Exercise goal
Pull every line that includes the word "uniform" from the data.

Dataset entries
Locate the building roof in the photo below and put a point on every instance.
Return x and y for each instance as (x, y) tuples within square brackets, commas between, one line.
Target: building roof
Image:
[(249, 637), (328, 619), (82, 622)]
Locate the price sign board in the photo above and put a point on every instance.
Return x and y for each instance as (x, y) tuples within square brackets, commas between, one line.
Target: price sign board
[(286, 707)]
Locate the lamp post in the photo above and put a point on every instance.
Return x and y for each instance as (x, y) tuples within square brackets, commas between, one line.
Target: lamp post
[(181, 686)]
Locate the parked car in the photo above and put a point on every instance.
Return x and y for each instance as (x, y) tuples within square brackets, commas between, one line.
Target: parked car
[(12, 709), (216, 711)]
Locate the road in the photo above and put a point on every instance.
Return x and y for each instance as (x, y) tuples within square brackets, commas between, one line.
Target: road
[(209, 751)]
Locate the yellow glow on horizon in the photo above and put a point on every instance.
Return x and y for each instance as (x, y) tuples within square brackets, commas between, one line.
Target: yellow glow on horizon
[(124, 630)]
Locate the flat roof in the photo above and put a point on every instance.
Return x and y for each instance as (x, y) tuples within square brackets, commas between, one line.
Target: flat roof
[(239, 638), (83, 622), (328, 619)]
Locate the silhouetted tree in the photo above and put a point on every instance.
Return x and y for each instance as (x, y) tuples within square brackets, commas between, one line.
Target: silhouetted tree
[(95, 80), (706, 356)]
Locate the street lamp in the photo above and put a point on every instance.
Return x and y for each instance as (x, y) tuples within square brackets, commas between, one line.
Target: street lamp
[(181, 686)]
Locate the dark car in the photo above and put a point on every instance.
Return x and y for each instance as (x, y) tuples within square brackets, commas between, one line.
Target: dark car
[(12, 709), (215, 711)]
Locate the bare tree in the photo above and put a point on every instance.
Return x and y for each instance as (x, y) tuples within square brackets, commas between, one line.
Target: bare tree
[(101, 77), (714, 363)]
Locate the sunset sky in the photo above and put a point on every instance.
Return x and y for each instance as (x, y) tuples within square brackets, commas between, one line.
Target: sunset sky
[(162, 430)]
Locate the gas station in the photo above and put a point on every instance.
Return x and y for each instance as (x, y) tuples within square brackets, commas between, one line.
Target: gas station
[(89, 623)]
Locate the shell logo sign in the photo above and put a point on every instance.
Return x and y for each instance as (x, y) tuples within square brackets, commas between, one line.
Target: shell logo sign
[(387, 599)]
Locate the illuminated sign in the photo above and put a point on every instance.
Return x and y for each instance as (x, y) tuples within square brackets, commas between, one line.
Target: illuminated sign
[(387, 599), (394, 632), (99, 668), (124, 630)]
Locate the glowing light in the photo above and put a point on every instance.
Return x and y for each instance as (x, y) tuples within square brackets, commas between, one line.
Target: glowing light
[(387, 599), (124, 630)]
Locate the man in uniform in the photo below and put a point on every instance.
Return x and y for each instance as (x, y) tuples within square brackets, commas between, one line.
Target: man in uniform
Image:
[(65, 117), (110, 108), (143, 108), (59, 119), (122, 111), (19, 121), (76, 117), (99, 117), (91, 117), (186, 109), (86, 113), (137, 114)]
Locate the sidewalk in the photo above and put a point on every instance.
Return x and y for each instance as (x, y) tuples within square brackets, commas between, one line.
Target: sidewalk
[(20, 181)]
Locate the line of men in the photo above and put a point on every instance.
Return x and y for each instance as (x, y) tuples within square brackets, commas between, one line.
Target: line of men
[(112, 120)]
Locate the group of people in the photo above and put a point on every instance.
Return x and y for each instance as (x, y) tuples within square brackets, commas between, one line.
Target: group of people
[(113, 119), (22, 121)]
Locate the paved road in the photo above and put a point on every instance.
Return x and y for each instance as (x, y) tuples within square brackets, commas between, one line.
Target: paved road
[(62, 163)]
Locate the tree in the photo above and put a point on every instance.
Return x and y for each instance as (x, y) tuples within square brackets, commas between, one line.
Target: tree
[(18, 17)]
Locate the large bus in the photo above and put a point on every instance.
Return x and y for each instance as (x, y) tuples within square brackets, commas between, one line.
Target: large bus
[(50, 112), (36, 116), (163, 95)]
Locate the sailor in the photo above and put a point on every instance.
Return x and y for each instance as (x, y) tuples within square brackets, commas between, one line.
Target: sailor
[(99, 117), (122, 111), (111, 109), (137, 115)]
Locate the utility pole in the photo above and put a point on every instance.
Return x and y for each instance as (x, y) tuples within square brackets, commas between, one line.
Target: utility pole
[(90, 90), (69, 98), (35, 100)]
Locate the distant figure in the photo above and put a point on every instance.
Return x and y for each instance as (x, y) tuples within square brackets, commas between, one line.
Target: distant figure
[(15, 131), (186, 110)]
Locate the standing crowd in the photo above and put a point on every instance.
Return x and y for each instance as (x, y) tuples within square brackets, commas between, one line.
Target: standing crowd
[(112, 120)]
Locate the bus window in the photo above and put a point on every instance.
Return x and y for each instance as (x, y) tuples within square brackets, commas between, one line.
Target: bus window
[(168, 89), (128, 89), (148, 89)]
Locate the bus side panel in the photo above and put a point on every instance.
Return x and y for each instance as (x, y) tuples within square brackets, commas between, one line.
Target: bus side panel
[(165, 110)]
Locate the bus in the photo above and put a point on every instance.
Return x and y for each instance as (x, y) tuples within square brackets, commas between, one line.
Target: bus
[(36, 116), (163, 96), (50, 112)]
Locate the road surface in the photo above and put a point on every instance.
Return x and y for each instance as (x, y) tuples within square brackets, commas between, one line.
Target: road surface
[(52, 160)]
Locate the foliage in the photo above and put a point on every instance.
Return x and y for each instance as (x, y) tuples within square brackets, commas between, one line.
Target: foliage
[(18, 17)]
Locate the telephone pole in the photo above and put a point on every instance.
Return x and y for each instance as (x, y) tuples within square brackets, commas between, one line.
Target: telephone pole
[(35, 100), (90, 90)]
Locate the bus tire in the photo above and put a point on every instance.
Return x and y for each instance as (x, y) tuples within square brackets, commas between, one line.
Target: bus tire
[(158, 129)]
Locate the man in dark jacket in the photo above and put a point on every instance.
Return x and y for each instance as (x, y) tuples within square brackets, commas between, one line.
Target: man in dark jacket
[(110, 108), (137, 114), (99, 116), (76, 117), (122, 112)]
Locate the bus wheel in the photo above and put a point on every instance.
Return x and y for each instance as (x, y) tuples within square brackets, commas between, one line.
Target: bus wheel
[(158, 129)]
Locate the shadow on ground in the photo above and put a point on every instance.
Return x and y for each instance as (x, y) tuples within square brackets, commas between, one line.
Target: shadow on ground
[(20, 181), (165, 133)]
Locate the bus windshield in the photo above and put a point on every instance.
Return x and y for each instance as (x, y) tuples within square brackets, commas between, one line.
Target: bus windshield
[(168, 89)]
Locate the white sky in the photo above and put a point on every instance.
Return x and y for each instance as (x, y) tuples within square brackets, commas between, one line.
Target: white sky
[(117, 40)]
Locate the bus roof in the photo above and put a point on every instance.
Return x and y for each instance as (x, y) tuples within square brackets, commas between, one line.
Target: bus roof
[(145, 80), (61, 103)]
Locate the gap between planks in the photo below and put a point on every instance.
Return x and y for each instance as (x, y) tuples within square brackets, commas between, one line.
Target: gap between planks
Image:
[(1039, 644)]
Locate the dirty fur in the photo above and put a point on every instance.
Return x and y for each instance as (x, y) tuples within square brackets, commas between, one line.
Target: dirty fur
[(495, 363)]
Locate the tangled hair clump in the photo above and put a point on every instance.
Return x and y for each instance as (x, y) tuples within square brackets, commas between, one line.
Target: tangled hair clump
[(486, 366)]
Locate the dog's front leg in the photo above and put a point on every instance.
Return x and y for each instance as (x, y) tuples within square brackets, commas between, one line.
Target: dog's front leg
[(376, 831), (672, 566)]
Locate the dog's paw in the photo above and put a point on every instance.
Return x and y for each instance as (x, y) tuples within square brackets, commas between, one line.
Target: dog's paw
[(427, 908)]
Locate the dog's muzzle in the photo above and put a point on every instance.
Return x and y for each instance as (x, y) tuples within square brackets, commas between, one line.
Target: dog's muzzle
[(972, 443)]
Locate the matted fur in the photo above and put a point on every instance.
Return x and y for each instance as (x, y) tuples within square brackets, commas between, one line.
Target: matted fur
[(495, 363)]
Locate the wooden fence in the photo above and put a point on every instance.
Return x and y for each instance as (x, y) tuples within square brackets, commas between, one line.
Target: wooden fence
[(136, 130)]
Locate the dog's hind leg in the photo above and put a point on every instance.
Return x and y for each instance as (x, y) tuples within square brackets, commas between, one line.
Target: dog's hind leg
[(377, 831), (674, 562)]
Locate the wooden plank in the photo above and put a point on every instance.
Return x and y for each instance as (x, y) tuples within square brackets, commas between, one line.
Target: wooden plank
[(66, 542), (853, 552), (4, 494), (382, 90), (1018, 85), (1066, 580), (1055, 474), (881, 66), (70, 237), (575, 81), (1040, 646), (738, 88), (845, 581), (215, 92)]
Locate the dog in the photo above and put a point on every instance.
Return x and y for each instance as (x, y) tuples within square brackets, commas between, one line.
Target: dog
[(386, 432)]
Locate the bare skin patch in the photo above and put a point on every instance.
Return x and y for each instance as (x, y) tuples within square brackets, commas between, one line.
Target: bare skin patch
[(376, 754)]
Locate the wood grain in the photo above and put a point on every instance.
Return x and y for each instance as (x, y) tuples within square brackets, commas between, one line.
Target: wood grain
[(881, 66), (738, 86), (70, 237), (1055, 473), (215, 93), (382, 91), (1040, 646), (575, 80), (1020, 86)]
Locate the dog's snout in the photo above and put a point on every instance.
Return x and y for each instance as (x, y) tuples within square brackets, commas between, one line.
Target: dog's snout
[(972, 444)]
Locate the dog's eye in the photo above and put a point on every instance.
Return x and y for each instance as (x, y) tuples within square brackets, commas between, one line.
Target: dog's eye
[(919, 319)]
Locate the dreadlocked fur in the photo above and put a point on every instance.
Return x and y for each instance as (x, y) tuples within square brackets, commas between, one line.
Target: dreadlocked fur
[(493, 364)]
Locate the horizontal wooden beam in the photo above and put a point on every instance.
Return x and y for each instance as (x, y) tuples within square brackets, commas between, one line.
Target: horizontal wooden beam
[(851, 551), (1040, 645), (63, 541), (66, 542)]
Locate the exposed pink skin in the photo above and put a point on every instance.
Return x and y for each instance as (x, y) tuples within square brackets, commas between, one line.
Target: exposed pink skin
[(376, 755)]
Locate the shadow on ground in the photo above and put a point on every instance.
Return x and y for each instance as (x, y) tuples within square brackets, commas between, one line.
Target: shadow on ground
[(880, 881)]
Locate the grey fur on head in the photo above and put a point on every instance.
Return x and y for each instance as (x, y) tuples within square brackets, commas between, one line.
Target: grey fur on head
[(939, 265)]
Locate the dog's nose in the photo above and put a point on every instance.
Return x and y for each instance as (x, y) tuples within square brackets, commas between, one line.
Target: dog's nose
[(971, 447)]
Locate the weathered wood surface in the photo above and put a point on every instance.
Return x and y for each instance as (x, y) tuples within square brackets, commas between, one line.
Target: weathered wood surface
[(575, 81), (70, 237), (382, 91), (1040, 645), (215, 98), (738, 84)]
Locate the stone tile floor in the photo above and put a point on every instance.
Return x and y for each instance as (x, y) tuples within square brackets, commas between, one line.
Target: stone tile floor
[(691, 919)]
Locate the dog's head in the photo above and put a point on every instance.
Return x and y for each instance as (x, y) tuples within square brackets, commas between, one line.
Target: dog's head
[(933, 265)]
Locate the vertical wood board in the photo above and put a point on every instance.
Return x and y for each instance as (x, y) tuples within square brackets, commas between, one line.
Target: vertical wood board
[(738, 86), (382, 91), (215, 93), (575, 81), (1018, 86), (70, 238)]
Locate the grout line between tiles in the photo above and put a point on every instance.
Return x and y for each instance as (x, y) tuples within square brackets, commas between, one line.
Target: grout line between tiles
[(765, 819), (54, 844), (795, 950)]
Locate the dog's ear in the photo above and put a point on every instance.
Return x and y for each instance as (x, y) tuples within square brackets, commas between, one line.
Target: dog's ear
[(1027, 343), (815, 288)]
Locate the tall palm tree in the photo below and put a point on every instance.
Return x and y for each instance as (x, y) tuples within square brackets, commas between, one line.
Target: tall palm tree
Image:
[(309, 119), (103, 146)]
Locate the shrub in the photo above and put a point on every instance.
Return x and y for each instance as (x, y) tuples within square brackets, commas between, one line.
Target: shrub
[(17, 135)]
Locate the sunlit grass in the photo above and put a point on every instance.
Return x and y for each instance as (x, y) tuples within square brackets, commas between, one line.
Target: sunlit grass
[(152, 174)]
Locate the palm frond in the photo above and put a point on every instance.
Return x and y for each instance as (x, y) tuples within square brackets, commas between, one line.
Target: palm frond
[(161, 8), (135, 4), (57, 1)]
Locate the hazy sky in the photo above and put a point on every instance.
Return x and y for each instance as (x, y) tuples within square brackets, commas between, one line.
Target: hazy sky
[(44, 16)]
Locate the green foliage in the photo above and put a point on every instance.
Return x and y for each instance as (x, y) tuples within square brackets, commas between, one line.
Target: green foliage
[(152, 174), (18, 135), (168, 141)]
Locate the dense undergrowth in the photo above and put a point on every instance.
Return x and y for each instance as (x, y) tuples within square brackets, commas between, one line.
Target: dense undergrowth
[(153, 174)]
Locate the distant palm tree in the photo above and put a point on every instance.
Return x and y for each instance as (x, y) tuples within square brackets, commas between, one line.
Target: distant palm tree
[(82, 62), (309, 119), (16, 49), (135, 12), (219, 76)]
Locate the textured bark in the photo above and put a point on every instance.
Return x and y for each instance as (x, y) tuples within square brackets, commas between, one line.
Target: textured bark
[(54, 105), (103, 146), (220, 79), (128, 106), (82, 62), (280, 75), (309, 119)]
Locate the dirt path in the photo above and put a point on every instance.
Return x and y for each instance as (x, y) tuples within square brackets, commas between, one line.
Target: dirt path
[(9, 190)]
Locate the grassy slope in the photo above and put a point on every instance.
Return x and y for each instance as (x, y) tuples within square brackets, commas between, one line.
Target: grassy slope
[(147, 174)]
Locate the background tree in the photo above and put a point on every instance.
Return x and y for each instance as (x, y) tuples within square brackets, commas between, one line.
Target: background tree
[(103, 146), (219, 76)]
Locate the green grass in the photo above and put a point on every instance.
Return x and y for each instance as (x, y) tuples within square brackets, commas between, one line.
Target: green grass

Answer to this problem
Locate the man in uniform in the photo below and put a point on every instance.
Target: man in uniform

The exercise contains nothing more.